— BEGIN —
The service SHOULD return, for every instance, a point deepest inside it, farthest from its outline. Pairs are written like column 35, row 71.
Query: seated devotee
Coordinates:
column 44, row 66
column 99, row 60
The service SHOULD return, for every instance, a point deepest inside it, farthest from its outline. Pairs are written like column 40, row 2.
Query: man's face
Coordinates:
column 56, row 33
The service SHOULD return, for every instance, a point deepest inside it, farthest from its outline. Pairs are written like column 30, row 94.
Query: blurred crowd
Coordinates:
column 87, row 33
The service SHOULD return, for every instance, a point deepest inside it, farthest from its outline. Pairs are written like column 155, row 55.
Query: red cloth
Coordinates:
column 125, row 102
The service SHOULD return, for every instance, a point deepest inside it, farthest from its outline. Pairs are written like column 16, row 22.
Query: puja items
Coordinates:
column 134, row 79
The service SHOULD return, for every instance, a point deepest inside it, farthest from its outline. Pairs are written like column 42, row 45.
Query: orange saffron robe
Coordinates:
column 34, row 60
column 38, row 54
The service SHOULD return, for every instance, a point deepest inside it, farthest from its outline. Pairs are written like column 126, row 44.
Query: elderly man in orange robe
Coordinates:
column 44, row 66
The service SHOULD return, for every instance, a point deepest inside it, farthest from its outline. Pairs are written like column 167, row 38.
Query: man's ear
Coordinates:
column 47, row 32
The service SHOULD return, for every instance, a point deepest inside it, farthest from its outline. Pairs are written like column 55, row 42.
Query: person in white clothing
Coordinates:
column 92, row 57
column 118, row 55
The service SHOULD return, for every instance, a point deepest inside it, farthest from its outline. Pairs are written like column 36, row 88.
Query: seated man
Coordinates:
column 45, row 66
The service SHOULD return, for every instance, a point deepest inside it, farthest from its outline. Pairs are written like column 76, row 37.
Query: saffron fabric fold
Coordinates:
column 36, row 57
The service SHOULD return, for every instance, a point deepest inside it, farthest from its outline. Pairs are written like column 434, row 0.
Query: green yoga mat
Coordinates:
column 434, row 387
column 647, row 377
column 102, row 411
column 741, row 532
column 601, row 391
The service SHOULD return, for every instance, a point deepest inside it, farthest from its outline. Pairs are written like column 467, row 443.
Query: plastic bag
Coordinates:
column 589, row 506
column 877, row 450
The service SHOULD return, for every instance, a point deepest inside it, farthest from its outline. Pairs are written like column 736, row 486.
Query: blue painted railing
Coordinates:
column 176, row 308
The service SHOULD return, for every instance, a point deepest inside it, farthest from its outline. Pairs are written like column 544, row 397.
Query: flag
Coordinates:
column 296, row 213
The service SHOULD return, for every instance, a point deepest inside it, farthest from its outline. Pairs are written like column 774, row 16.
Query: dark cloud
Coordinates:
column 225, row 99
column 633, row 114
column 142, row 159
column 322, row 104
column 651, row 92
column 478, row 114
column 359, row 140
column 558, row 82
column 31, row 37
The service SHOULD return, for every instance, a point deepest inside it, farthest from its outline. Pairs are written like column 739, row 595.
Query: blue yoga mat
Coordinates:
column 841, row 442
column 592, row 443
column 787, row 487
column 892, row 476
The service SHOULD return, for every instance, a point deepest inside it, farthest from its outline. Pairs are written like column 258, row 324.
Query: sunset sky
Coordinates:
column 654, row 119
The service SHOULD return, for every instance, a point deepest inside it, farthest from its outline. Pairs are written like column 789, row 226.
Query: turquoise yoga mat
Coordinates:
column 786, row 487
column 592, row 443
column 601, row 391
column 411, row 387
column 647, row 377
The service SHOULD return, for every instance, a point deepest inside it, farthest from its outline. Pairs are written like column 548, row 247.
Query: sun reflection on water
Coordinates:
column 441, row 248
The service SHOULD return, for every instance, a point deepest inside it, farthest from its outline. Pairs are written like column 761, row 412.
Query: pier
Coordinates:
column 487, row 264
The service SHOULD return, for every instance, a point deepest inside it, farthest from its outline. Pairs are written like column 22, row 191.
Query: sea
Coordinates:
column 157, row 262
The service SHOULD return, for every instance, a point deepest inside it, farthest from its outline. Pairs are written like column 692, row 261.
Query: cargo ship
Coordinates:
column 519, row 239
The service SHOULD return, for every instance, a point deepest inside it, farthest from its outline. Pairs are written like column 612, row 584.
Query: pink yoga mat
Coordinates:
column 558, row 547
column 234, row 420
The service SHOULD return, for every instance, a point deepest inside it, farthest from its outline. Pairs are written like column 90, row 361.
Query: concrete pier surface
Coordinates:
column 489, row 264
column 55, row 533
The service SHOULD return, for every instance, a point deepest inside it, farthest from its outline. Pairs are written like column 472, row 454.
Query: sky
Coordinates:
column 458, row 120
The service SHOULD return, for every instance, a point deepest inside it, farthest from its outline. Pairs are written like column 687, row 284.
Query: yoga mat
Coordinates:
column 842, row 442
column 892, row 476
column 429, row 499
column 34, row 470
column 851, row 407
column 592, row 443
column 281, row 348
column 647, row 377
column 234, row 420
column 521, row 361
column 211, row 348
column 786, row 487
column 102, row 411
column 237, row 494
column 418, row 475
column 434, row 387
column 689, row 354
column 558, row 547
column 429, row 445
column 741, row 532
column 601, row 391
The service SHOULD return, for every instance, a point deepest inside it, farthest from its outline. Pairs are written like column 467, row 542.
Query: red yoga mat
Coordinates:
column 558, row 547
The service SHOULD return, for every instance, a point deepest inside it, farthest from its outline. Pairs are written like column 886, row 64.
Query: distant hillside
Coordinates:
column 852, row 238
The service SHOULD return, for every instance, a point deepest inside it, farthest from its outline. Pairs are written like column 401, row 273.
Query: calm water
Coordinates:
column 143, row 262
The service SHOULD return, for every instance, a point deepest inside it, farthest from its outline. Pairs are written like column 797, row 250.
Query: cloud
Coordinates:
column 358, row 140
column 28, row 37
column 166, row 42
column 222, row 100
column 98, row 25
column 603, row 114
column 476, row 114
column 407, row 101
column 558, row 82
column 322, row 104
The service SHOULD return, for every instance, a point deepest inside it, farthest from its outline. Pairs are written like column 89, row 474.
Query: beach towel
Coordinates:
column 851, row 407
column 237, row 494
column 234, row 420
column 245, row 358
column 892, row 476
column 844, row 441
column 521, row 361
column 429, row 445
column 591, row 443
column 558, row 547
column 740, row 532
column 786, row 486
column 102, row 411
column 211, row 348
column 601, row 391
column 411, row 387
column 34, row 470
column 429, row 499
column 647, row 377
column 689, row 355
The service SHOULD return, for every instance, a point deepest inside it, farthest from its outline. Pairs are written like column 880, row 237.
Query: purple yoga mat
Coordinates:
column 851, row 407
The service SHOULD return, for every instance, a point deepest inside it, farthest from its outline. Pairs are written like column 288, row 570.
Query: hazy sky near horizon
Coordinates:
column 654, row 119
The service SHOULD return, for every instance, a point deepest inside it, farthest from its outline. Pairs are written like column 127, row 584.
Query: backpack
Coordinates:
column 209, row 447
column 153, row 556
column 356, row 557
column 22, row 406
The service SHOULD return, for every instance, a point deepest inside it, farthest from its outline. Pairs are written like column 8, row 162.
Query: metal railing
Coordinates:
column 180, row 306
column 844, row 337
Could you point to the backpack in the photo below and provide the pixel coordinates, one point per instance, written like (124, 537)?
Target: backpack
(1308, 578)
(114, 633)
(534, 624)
— END —
Reproduce all of the items above verbatim, line for line, with no changes.

## PROBLEM SOLUTION
The service SHOULD return, for every instance, a point deepest inside it, farthest from its outline. Pairs are written like column 35, row 71.
Query: seated devotee
Coordinates:
column 44, row 66
column 99, row 60
The service SHOULD return, for every instance, a point deepest inside it, farthest from its outline. Pairs are written like column 40, row 2.
Query: man's face
Coordinates:
column 56, row 33
The service SHOULD return, for every instance, a point deepest inside it, farthest from its outline. Pairs are written like column 30, row 94.
Query: blurred crowd
Coordinates:
column 87, row 33
The service SHOULD return, for every instance, a point deepest inside it, farthest from its outline. Pairs are written like column 155, row 55.
Query: red cloth
Coordinates:
column 125, row 102
The service SHOULD return, for every instance, a point deepest inside it, farthest from its outline. Pairs are written like column 16, row 22.
Query: puja items
Coordinates:
column 134, row 79
The service SHOULD return, for every instance, a point deepest inside it, farthest from its outline. Pairs are written like column 42, row 45.
Query: orange saffron robe
Coordinates:
column 34, row 60
column 38, row 54
The service SHOULD return, for every instance, a point deepest inside it, farthest from its outline. Pairs are written like column 126, row 44.
Query: elderly man in orange robe
Coordinates:
column 44, row 66
The service SHOULD return, for every instance, a point deepest inside it, farthest from its outline. Pairs are written like column 167, row 38.
Query: man's ear
Coordinates:
column 47, row 32
The service SHOULD return, for every instance, a point deepest inside it, farthest from its outline. Pairs are written like column 55, row 42.
Query: person in white clothing
Coordinates:
column 92, row 57
column 118, row 55
The service SHOULD return, for every instance, a point deepest inside it, farthest from its outline. Pairs are written like column 36, row 88.
Query: seated man
Coordinates:
column 45, row 66
The service SHOULD return, for every instance, a point deepest inside it, farthest from its outline. Pairs are written like column 76, row 37.
Query: saffron fabric fold
Coordinates:
column 36, row 57
The service SHOULD return, for every instance, a point deepest inside it, farthest from its outline. Pairs are written like column 434, row 0.
Query: green yoga mat
Coordinates:
column 434, row 387
column 647, row 377
column 102, row 411
column 741, row 532
column 601, row 391
The service SHOULD return, for every instance, a point deepest inside it, farthest from its outline. Pairs are written like column 467, row 443.
Query: plastic bag
Coordinates:
column 589, row 506
column 877, row 450
The service SHOULD return, for every instance, a point deepest inside it, farthest from its outline. Pairs are written like column 736, row 486.
Query: blue painted railing
Coordinates:
column 176, row 308
The service SHOULD return, for every instance, a point deepest inside it, farthest from its outline. Pairs are written like column 544, row 397.
Query: flag
Coordinates:
column 296, row 213
The service SHOULD return, for every instance, a point deepest inside it, farthest from its outline. Pairs are written like column 774, row 16.
Query: dark cloud
Coordinates:
column 225, row 99
column 633, row 114
column 142, row 159
column 322, row 104
column 651, row 92
column 478, row 114
column 359, row 140
column 558, row 82
column 31, row 37
The service SHOULD return, for every instance, a point deepest inside it, farthest from its outline. Pairs are written like column 739, row 595.
Query: blue yoga mat
Coordinates:
column 841, row 442
column 592, row 443
column 787, row 487
column 892, row 476
The service SHOULD return, for every instance, a point deepest inside it, farthest from its outline. Pairs are written like column 258, row 324.
Query: sunset sky
Coordinates:
column 654, row 119
The service SHOULD return, for every instance, a point deepest inside it, farthest from its outline. Pairs are written like column 789, row 226.
Query: turquoise yoga mat
Coordinates:
column 786, row 487
column 592, row 443
column 601, row 391
column 411, row 387
column 647, row 377
The service SHOULD return, for every instance, a point deepest inside it, farthest from its outline. Pairs are written like column 548, row 247.
Query: sun reflection on water
Coordinates:
column 441, row 248
The service SHOULD return, for every instance, a point deepest inside it, farthest from its outline. Pairs are written like column 761, row 412.
Query: pier
Coordinates:
column 487, row 264
The service SHOULD return, for every instance, a point deepest inside it, farthest from its outline. Pairs are written like column 22, row 191.
Query: sea
Coordinates:
column 157, row 262
The service SHOULD return, for every instance, a point deepest inside it, farthest from its outline. Pairs are written like column 692, row 261.
Query: cargo ship
Coordinates:
column 519, row 239
The service SHOULD return, for every instance, a point deepest inside it, farthest from its outline. Pairs are written like column 612, row 584.
Query: pink yoga mat
Coordinates:
column 558, row 547
column 234, row 420
The service SHOULD return, for every instance, a point deepest inside it, farthest from its outline. Pairs are written like column 90, row 361.
Query: concrete pier surface
Coordinates:
column 489, row 264
column 55, row 533
The service SHOULD return, for every instance, a point deepest inside it, farthest from its outline. Pairs are written like column 472, row 454.
Query: sky
Coordinates:
column 458, row 120
The service SHOULD return, for every instance, a point deepest inside it, farthest from its outline. Pairs are written like column 687, row 284.
Query: yoga mat
Coordinates:
column 842, row 442
column 892, row 476
column 429, row 499
column 34, row 470
column 851, row 407
column 592, row 443
column 281, row 348
column 647, row 377
column 234, row 420
column 521, row 361
column 211, row 348
column 786, row 487
column 102, row 411
column 237, row 494
column 418, row 475
column 434, row 387
column 689, row 354
column 558, row 547
column 429, row 445
column 741, row 532
column 601, row 391
The service SHOULD return, for every instance, a point deepest inside it, farthest from its outline. Pairs are written like column 467, row 542.
Query: red yoga mat
Coordinates:
column 558, row 547
The service SHOULD return, for every instance, a point deepest inside it, farthest from its outline. Pairs are written like column 886, row 64.
Query: distant hillside
Coordinates:
column 852, row 238
The service SHOULD return, for every instance, a point deepest inside it, farthest from its outline. Pairs are written like column 401, row 273.
Query: calm water
Coordinates:
column 143, row 262
The service SHOULD return, for every instance, a point deepest inside it, farthest from its outline. Pairs are written like column 797, row 250.
Query: cloud
Coordinates:
column 358, row 140
column 28, row 37
column 166, row 42
column 222, row 100
column 98, row 25
column 603, row 114
column 476, row 114
column 407, row 101
column 558, row 82
column 322, row 104
The service SHOULD return, for every instance, a point deepest inside it, farthest from its outline. Pairs are written like column 89, row 474.
Query: beach towel
Coordinates:
column 851, row 407
column 237, row 494
column 234, row 420
column 245, row 358
column 892, row 476
column 844, row 441
column 521, row 361
column 429, row 445
column 591, row 443
column 558, row 547
column 740, row 532
column 786, row 486
column 102, row 411
column 211, row 348
column 601, row 391
column 411, row 387
column 34, row 470
column 429, row 499
column 647, row 377
column 689, row 355
The service SHOULD return, for every instance, a point deepest inside it, farthest from its outline. Pairs are written like column 880, row 237.
Query: purple yoga mat
Coordinates:
column 851, row 407
The service SHOULD return, for every instance, a point deepest inside it, farthest from its outline. Pairs are written like column 288, row 570.
Query: hazy sky near horizon
Coordinates:
column 654, row 119
The service SHOULD return, for every instance, a point deepest inside it, farthest from its outline. Pairs are written like column 127, row 584.
Query: backpack
Coordinates:
column 209, row 447
column 153, row 556
column 356, row 557
column 22, row 406
The service SHOULD return, for every instance, a point deepest inside it, farthest from its outline. Pairs are written like column 8, row 162.
Query: metal railing
Coordinates:
column 180, row 306
column 844, row 337
Could you point to the backpack in the photo below and provide the pixel coordinates, one point per instance, written like (124, 537)?
Target: backpack
(1308, 578)
(114, 633)
(534, 624)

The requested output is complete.